Panda¶
Pandas stands out as one of the finest Python modules for working with datasets. It is built on top of the widely-used NumPy library and offers an array of highly valuable functions for efficient data manipulation. The succinct abbreviation for importing this library is:
import pandas as pd
Data-frame¶
Pandas DataFrames are an incredibly useful format for working with datasets. They represent a two-dimensional, size-mutable, and potentially heterogeneous tabular data structure with labeled axes for both rows and columns. The following code demonstrates how to create a DataFrame from a dictionary:
var={"A": [1,2,0], "B": [2,3,4]}
df= pd.DataFrame(data=var,index=['A', 'Z', 'C'])
df
| A | B | |
|---|---|---|
| A | 1 | 2 |
| Z | 2 | 3 |
| C | 0 | 4 |
Changing the label column is a straightforward task:
raw_data = {'population': [ 1015.0, 1129.0, 333.0, 515.0],'median_income': [ 1.5, 1.8, 1.7, 3.2]}
df=pd.DataFrame(raw_data, columns = ['population', 'median_income'])
To create an empty DataFrame, execute the following code:
df1=pd.DataFrame(columns = ['population', 'median_income'])
df2=pd.DataFrame()
Adding new column¶
Adding a column to a DataFrame is a straightforward operation.
df0=pd.DataFrame([38,40,25,33])
df['Ave_hour']=df0
You can also add new columns to a DataFrame using the assign() method. New columns can be generated using functions, as shown below:
df=df.assign(Ave_hour=df0)
df=df.assign(PI1=lambda x: x['population']*x['median_income'],PI2=df['population']/df['median_income'] )

* _Problem set_
1. Render the sentence "Adding a column to a DataFrame is a straightforward operation." from the pandas tutorial into Spanish.
2. Retype the stretch of the pandas tutorial from "df['Ave_hour']=df0" through "df=df.assign(Ave_hour=df0)".

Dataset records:
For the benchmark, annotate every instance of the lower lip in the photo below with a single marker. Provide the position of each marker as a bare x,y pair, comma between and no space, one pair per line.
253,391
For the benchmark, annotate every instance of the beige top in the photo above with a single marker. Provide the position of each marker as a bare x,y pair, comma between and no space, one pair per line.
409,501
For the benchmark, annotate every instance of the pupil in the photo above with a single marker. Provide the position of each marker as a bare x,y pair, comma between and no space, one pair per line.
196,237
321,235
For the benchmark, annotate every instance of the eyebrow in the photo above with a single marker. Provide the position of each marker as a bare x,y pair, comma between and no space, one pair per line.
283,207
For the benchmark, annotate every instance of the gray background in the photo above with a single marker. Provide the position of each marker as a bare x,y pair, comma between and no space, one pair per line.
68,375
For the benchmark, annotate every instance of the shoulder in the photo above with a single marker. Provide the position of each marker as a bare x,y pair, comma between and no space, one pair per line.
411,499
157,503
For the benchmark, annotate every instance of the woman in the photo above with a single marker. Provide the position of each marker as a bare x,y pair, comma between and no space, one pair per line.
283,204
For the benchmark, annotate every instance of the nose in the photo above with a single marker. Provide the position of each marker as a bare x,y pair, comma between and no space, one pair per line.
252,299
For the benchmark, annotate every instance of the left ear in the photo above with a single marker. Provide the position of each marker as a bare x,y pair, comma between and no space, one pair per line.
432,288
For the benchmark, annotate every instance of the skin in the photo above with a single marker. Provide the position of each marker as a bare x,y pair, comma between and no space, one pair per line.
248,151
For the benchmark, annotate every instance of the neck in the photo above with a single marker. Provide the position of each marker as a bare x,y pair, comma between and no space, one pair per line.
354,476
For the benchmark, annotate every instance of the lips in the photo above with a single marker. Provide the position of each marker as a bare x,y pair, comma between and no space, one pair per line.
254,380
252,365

* _Written responses_
1. Agregar una columna a un DataFrame es una operación sencilla.

2.
df['Ave_hour']=df0
You can also add new columns to a DataFrame using the assign() method. New columns can be generated using functions, as shown below:
df=df.assign(Ave_hour=df0)